▶ _Data taken from a collection_:
※ ※ ※

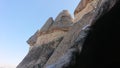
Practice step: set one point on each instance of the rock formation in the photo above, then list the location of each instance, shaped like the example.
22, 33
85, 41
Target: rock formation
87, 41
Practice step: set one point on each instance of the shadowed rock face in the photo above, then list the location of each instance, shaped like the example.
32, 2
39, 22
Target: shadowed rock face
90, 42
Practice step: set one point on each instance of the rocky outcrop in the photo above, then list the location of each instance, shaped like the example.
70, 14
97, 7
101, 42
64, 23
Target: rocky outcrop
87, 41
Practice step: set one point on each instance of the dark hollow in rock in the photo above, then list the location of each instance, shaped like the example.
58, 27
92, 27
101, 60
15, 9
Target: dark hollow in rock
101, 48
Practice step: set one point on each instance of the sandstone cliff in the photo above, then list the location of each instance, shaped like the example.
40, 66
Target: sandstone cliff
87, 41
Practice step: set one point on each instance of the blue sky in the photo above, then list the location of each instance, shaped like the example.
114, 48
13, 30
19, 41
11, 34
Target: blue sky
19, 19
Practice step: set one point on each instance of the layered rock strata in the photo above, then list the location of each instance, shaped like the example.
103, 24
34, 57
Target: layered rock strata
87, 41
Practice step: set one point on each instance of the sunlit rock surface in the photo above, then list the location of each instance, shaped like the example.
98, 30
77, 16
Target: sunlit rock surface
90, 40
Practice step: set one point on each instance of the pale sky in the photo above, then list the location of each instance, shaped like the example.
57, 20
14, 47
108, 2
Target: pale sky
19, 19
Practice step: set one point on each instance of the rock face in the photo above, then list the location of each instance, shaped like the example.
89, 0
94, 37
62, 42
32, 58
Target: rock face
87, 41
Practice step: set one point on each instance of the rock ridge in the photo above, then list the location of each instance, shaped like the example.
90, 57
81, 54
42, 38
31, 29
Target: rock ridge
87, 41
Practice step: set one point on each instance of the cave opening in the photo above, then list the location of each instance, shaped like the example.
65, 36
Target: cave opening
102, 45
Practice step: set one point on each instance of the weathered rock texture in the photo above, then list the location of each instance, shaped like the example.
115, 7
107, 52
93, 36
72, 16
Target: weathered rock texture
90, 40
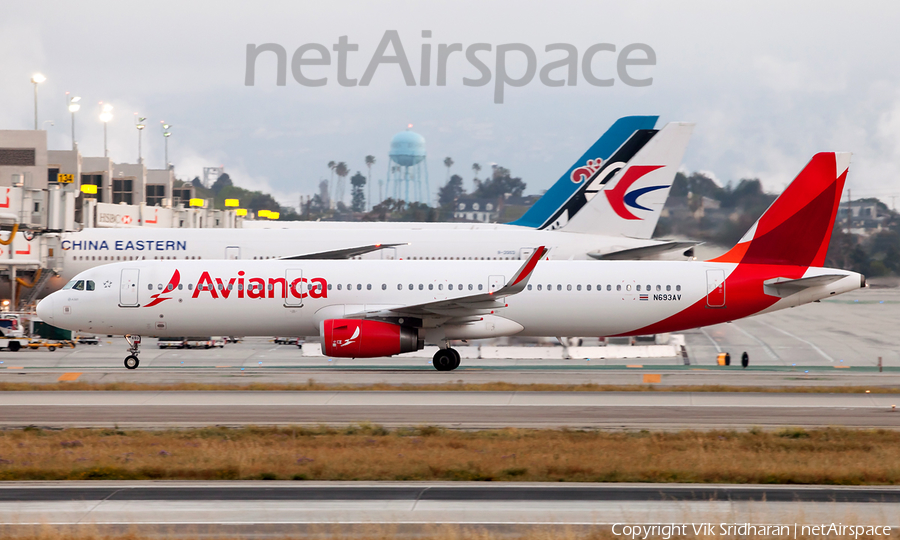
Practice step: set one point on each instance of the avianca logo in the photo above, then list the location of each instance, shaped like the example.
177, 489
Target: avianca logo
346, 342
256, 287
619, 197
581, 174
173, 283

※ ※ ※

▶ _AIM OF THE TASK_: Render every line of the listing above as a JSON list of strings, one string per line and no entries for blank lines. Leave the pictures out of the answer.

▶ _SOLUTION TO THE EXERCISE_:
[
  "Practice step: set one point on each instance of the rock formation in the photo above, then list the location of each instance, shaped like the example.",
  "22, 33",
  "85, 41",
  "Target: rock formation",
  "87, 41",
  "Practice step: set one point on each instance of the shadowed rock face in the photo above, then list the location of each instance, shaped like the example.",
  "32, 2",
  "39, 22",
  "Target: shadowed rock face",
  "90, 42",
  "Practice step: set one point on each instance of the rocky outcrop in the photo above, then list the location of each instance, shaped like the example.",
  "70, 14",
  "97, 7",
  "101, 42",
  "64, 23",
  "Target: rocky outcrop",
  "87, 41",
  "Practice step: set one point on each instance of the dark hollow in rock in the photo above, then list the location of each instance, shaped like the example.",
  "58, 27",
  "92, 27",
  "101, 60",
  "15, 9",
  "Target: dark hollow in rock",
  "101, 48",
  "Practice step: set one point on each instance of the sandstone cliff in the photo above, then list the location of each instance, shaped like the example.",
  "40, 66",
  "Target: sandstone cliff",
  "87, 41",
  "Practice step: set one point on each instance of the blue sky in the photo above, then list the location of each instance, shaped like the example.",
  "114, 48",
  "13, 30",
  "19, 41",
  "11, 34",
  "Target: blue sky",
  "19, 19",
  "Practice step: set one point on each instance of the layered rock strata in the photo above, then list the location of each instance, shaped like the example.",
  "103, 24",
  "34, 57",
  "Target: layered rock strata",
  "87, 41",
  "Practice step: set one point on each instance of the sunlit rock surface in the photo above, then list the location of each instance, shaped like the example.",
  "98, 30",
  "77, 16",
  "Target: sunlit rock surface",
  "90, 40",
  "Practice step: set one point on each instance of the pale sky in the photo above, then list the location of each instance, shaped like the example.",
  "57, 20",
  "14, 47",
  "108, 2",
  "Target: pale sky",
  "19, 19",
  "Practice step: set one point on each instance of the rock face in the photo above, then list the location of each instance, shaped like the example.",
  "89, 0",
  "94, 37",
  "62, 42",
  "32, 58",
  "Target: rock face",
  "87, 41",
  "Practice step: set one point on each instance of the rock ridge in the photo above, then list the location of each instance, shaped like the example.",
  "90, 57",
  "81, 54",
  "42, 38",
  "31, 29",
  "Target: rock ridge",
  "87, 41",
  "Practice step: set one point on each instance of the cave opening in the photo above, then list the location of each instance, shaped like the example.",
  "65, 36",
  "Target: cave opening",
  "102, 45",
  "Practice step: set one point on each instance of the weathered rock texture in the photo above, then list the location of each instance, shaped like the example.",
  "115, 7",
  "107, 52",
  "93, 36",
  "72, 16",
  "Target: weathered rock texture",
  "90, 40",
  "Practice step: set one point on each instance of the avianca logo in the photo above, then list the location of each instance, shaped like the example.",
  "177, 489",
  "Target: avianca logo",
  "346, 342",
  "256, 287",
  "619, 197",
  "581, 174",
  "173, 283"
]